Saved entries
-- Opening Marker --
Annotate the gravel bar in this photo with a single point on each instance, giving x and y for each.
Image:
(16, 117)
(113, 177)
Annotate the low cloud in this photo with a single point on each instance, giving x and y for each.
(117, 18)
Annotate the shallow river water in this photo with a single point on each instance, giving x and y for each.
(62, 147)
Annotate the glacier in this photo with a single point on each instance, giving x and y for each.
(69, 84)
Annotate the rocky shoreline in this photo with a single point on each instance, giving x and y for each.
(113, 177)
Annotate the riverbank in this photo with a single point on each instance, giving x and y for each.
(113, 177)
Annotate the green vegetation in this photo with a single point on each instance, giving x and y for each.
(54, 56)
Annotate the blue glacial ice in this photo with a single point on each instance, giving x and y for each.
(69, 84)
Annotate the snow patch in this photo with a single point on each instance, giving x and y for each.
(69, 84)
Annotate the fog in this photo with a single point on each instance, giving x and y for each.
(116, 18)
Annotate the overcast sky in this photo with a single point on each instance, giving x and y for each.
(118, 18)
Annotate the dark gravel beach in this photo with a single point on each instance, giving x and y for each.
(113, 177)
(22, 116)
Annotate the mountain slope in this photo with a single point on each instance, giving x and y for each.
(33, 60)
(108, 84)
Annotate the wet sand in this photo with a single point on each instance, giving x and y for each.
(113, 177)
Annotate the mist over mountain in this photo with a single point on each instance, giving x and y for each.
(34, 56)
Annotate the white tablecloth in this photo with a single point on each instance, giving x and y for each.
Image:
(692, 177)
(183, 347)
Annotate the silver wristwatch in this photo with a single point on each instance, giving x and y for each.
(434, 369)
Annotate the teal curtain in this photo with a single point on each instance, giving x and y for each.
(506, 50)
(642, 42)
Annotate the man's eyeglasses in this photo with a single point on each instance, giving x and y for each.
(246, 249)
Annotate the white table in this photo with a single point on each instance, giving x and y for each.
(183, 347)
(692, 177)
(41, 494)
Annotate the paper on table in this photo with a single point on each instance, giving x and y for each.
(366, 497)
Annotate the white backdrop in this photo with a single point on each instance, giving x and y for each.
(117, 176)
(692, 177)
-- Closing Marker --
* **DESCRIPTION OF THE TASK**
Output the line containing "Annotate the white backdrop" together with all later lines of the entries, exactly as written, through the final line.

* **WRITTEN RESPONSE**
Annotate the white backdrop in this photo with a single point on each instance, giving x and y for each.
(117, 176)
(692, 177)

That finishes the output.